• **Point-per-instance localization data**
·····
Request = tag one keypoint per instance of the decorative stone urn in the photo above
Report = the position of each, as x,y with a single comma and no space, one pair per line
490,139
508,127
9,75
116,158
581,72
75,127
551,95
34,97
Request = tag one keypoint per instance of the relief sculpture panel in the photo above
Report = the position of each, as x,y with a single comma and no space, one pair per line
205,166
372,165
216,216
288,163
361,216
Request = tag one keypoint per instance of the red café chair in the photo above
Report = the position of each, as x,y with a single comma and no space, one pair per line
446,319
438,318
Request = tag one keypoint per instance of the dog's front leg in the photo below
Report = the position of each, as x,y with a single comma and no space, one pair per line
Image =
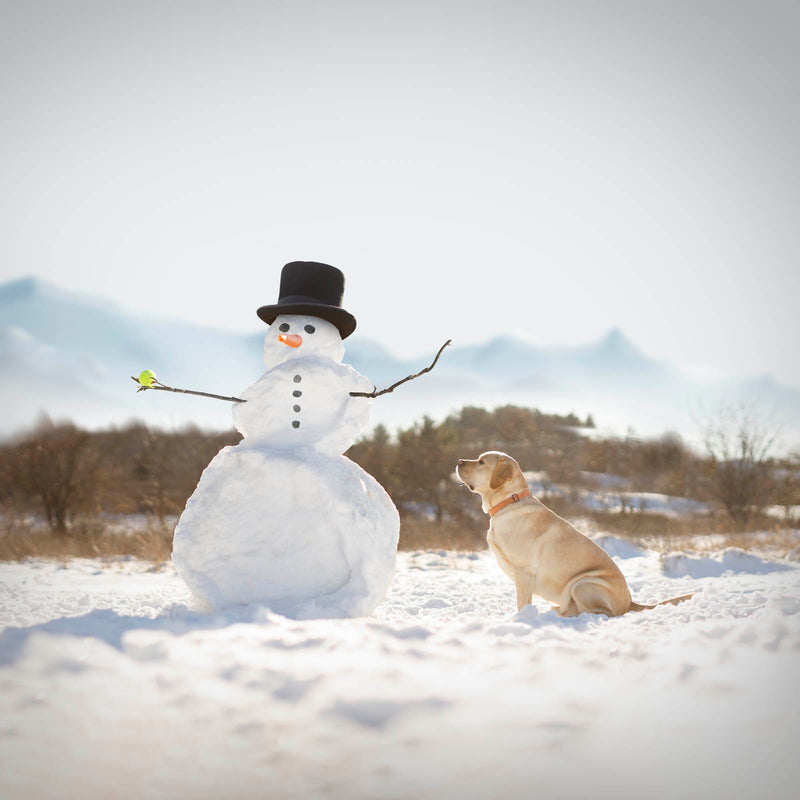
·····
• **What this task involves**
Exactly the lines running from the top of the records to the line that contains "Request = tag one keypoint per instance of the dog's", inclusive, must be set down, and nothing more.

• **Exercise answer**
Request = tag one keypoint per instance of the decorative stone urn in the photo above
Report = the position of each, as x,y with a single comma and no space, one pair per line
490,139
508,127
9,75
116,158
581,72
75,127
551,95
34,97
Request = tag one keypoint per instance of the relief sculpture panel in the photo above
Report = the position of each, as x,y with a single comma and no space, one pair per line
205,166
372,165
216,216
288,163
361,216
Request = tag one keypoint per instance of the red café chair in the photo above
Report = the position of each, as x,y with a single comma and no space, one pair per line
446,319
438,318
Request = tag one keypoint per instance of the dog's front leg in the photo below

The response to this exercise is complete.